# [REQUIRED TASKS]
**A)** Which instance types does the DX EKS cluster use, according to the page on DX Managed for AWS?
**B)** Reproduce every line of the rows below, requests included, and increase each x and y coordinate in the answer points by 142.

# [PROVIDED PASSAGE]
——

DX Managed for AWS
DX Managed for AWS is a single-tenant deployment of DX in your AWS organization within an isolated sub-account.
Your DX cluster resides in a private VPC that is peered with your corporate networks and VPCs which contain data sources such as GitHub and GitLab. When needed, your DX cluster may also connect to cloud tools that reside outside of your network.
The DX cluster consists of several Kubernetes services that run in AWS EKS. In addition, DX utilizes managed AWS services including RDS, S3, Bedrock, and Aurora. Please see the next section for more details on required AWS services.
Required services
The table below lists the AWS services required for your DX cluster. All AWS services are in compliance with FedRAMP High (GovCloud).
Service | Purpose | Minimum Requirements |
---|---|---|
ELB | Application Load Balancer | 1 instance |
EKS | Managed Kubernetes service | 1 cluster (2+ EC2 instances) |
RDS Aurora PostgreSQL | Application database and data lake | 1 cluster (2 EC2 instances) |
S3 | Application data storage | Usage-based |
Bedrock | DX AI product features | Usage-based |
CloudWatch | Logging and monitoring | Usage-based |
The DX EKS cluster is configured to use two or more M8g or M7g instances for all of our application services. This cluster automatically scales to fit your data connection and user reporting workloads, starting with 4 vCPUs and 32GB of RAM for each Kubernetes node.

——

# [TASK MATERIAL]
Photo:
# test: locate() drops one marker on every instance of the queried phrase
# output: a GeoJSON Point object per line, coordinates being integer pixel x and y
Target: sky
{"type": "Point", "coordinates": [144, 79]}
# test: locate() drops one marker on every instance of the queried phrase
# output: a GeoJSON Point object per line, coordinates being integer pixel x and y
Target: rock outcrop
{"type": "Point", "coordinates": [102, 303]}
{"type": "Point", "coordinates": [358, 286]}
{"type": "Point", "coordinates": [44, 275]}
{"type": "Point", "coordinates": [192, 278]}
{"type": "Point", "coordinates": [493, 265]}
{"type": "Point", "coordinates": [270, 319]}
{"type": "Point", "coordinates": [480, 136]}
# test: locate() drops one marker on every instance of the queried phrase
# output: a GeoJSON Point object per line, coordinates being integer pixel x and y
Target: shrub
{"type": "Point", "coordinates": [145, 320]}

——

# [SOLUTIONS TO THE TASKS]
**A)** Two or more M8g or M7g instances.

**B)**
Photo:
# test: locate() drops one marker on every instance of the queried phrase
# output: a GeoJSON Point object per line, coordinates being integer pixel x and y
Target: sky
{"type": "Point", "coordinates": [286, 221]}
# test: locate() drops one marker on every instance of the queried phrase
# output: a GeoJSON Point object per line, coordinates being integer pixel x and y
Target: rock outcrop
{"type": "Point", "coordinates": [244, 445]}
{"type": "Point", "coordinates": [500, 428]}
{"type": "Point", "coordinates": [186, 417]}
{"type": "Point", "coordinates": [334, 420]}
{"type": "Point", "coordinates": [635, 407]}
{"type": "Point", "coordinates": [412, 461]}
{"type": "Point", "coordinates": [622, 278]}
# test: locate() drops one marker on every instance of the queried phrase
# output: a GeoJSON Point object per line, coordinates being integer pixel x and y
Target: shrub
{"type": "Point", "coordinates": [287, 462]}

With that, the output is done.